→ TASK STATEMENT
Your answer must contain only the lines from the one containing "If you could pin the dog's front" through the end of the entries below, reproduced character for character.

→ RECORDS
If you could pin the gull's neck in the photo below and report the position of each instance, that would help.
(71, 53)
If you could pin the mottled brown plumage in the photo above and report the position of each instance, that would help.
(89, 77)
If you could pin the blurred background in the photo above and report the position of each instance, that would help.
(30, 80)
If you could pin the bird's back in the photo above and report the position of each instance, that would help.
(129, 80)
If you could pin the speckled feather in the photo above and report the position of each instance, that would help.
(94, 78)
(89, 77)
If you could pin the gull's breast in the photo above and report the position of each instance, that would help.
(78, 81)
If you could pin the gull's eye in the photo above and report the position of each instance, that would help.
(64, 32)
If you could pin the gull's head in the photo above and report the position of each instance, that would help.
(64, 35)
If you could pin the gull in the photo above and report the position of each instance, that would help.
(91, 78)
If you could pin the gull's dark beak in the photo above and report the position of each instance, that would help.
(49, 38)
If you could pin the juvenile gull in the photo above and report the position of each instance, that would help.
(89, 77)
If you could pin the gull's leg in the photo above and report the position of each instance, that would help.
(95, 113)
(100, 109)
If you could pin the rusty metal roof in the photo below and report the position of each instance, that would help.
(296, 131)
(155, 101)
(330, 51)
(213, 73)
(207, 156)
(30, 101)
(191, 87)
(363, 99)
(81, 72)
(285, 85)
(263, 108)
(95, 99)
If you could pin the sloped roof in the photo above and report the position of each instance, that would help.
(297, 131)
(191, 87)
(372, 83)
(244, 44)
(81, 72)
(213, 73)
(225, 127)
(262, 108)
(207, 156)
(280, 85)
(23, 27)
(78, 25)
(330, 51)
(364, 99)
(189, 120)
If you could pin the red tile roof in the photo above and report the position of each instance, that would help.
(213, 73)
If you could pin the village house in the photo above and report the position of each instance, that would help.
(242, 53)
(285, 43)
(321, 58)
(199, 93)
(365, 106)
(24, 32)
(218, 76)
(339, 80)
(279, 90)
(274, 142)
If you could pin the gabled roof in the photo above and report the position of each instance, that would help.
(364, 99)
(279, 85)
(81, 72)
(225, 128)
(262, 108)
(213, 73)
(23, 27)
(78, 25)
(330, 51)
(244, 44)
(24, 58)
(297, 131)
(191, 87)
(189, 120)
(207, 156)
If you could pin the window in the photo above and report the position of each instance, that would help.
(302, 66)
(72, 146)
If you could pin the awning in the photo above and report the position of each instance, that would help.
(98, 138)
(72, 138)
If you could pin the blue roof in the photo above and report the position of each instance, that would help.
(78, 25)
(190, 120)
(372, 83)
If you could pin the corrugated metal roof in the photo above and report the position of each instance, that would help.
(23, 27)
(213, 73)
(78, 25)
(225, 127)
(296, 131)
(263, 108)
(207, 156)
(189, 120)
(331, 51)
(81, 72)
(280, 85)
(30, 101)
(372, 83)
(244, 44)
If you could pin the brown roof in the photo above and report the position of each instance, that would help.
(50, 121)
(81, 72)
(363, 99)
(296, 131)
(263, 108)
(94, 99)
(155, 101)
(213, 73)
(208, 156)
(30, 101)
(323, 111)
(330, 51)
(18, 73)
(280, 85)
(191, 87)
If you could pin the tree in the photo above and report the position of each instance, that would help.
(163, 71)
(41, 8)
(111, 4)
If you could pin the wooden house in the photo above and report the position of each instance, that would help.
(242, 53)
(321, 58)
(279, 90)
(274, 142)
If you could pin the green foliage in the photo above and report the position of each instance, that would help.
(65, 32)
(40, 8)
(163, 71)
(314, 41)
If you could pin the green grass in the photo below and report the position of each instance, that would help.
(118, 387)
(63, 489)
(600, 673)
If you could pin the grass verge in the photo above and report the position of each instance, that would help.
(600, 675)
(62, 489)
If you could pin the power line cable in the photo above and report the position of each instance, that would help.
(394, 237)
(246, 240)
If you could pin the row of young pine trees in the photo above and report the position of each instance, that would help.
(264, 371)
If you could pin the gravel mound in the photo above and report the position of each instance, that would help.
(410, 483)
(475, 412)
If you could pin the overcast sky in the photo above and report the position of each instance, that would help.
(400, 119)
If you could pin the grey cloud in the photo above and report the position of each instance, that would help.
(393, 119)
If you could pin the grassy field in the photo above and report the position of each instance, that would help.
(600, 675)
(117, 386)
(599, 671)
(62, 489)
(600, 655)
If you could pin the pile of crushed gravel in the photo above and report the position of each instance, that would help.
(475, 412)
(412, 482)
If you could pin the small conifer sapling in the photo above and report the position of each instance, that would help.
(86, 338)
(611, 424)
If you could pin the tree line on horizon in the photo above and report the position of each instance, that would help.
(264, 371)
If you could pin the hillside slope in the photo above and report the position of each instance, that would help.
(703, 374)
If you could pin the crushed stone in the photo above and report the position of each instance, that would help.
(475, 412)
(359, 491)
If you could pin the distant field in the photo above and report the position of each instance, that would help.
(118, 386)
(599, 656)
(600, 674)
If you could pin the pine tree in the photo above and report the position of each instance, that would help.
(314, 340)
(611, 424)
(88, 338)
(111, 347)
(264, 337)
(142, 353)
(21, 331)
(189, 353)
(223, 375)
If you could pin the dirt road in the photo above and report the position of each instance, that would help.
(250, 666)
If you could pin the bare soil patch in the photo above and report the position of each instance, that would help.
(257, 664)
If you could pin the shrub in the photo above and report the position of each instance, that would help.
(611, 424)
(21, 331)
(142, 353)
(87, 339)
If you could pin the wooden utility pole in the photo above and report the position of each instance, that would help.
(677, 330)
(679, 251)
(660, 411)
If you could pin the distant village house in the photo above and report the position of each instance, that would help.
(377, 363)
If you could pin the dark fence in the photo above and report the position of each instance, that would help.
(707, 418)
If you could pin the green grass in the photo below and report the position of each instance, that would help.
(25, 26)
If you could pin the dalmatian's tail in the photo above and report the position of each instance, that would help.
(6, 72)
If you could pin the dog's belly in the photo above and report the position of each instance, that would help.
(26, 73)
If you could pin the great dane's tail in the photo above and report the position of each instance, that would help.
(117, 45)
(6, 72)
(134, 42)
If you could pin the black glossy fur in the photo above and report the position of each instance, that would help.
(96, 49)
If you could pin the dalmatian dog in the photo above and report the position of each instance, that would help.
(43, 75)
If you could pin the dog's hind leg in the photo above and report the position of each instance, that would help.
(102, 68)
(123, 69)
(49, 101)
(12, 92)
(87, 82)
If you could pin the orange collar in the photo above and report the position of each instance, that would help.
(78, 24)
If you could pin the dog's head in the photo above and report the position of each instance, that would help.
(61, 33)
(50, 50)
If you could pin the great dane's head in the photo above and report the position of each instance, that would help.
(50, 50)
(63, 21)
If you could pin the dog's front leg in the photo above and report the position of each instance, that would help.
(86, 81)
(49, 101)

→ SOLUTION FOR THIS TASK
If you could pin the dog's front leg in the photo above and report the position of each instance, that would help.
(86, 81)
(49, 101)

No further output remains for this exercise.